Dataset entries
>> start
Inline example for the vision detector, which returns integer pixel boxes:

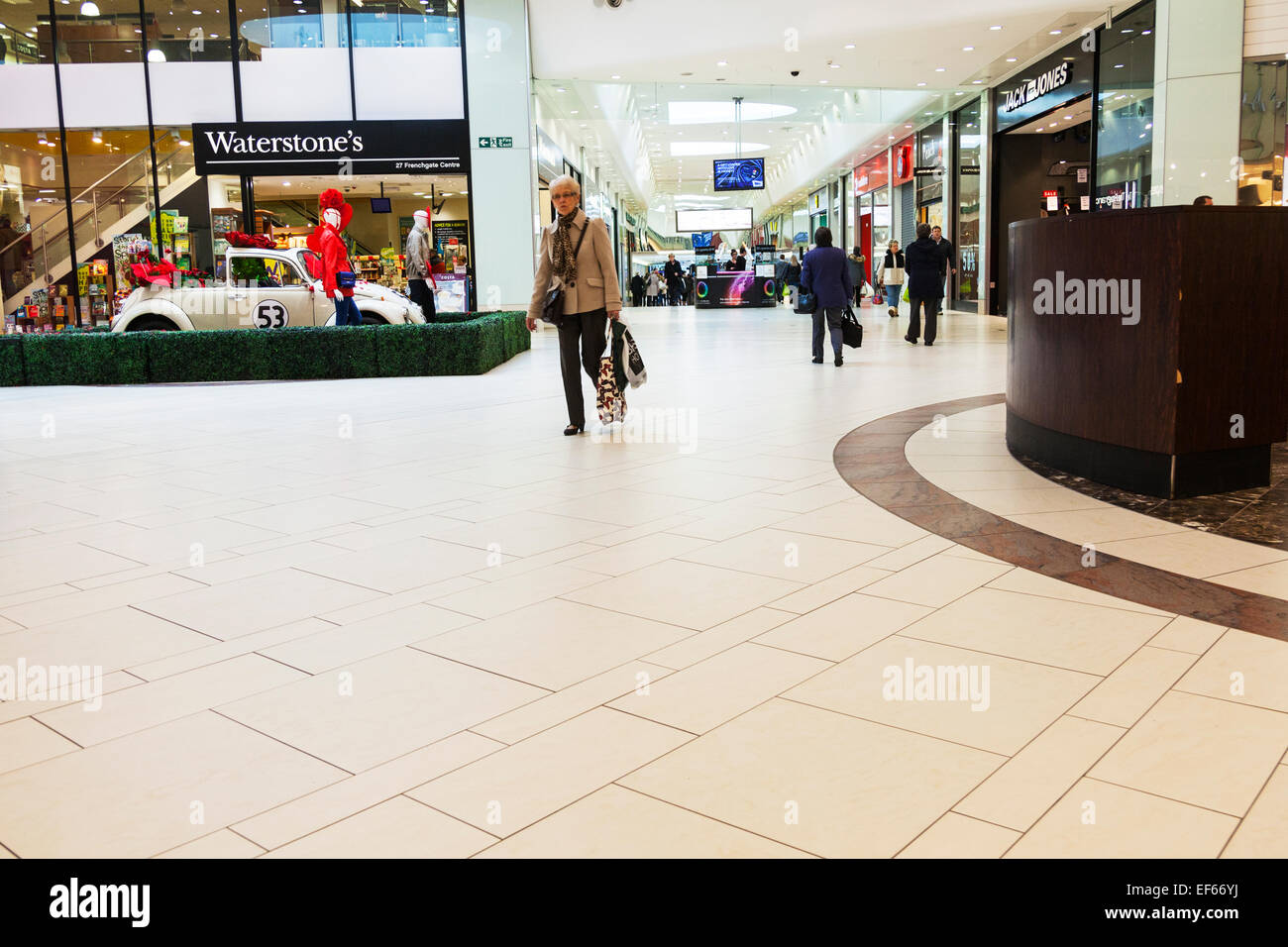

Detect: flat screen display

[713,158,765,191]
[675,207,751,233]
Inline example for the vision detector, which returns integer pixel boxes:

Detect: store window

[953,99,982,301]
[1094,3,1154,210]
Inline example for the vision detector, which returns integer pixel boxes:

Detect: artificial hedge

[0,312,532,386]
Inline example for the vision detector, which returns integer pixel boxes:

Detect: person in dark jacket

[903,224,944,346]
[845,246,868,305]
[802,227,854,368]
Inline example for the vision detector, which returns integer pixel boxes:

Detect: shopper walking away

[930,225,952,297]
[800,227,854,368]
[845,246,868,305]
[403,210,438,322]
[527,174,622,434]
[881,240,906,318]
[785,254,802,309]
[903,224,944,346]
[662,254,684,305]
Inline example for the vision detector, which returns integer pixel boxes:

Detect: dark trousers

[559,309,608,428]
[909,294,940,346]
[812,305,845,359]
[407,279,435,322]
[331,296,362,326]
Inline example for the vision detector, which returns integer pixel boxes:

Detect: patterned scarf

[550,210,580,286]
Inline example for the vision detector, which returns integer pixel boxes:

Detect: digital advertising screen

[712,158,765,191]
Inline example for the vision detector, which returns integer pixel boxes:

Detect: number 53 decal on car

[253,305,287,329]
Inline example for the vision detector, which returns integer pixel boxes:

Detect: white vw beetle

[112,248,425,333]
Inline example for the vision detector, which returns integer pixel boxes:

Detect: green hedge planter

[0,312,532,386]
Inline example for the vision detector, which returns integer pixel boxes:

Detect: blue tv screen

[713,158,765,191]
>> end
Edit all of the rows above so that every "vision detector" becomes "object detector", leaving everything else unchanged. Omit the pictures from your answer.

Inline example for the object detector, which returns integer pixel boxes:


Detect: flat screen display

[713,158,765,191]
[675,207,751,233]
Inline example for the object detector, which returns integer pixel boxes:

Detect: store window

[953,99,982,301]
[1094,3,1154,210]
Inline example for the object detector, which returns integer pixel boxes:

Detect: artificial hedge

[0,312,532,386]
Inline example for the object detector, which returns integer pixel boxes:

Detect: person in dark jacket

[903,224,944,346]
[845,246,868,305]
[802,227,854,368]
Inline example for the object detector, which returns integer pixel boxes:

Detect: shopper walking away

[930,225,952,297]
[800,227,854,368]
[845,246,868,305]
[403,210,438,322]
[527,174,622,434]
[881,240,906,318]
[785,254,802,309]
[903,224,944,346]
[662,254,684,305]
Inline example for the object detector, which returns integer pixel boxes:

Detect: dark trousers

[559,309,608,428]
[909,294,940,346]
[812,305,845,359]
[407,279,435,322]
[331,296,362,326]
Inline example for the object detector, which returns integer pixel boxes:

Detect: patterned scarf

[550,210,580,286]
Inline example for the object detector, which returns integer pixel boxes:

Detect: digital advertising screen

[712,158,765,191]
Inline example for the object detector, which returns integer pixel boxes:

Detect: number 53 decal on car

[253,305,287,329]
Inline example for the object detector, which returns integer pixel boxes:

Detect: white vw beetle

[112,248,425,333]
Inline example for the object detector, which returns integer pixel boxes:

Detect: green hedge planter

[0,312,532,386]
Inline example for the object detector, which returns integer pixel boxes:

Detect: blue tv screen

[713,158,765,191]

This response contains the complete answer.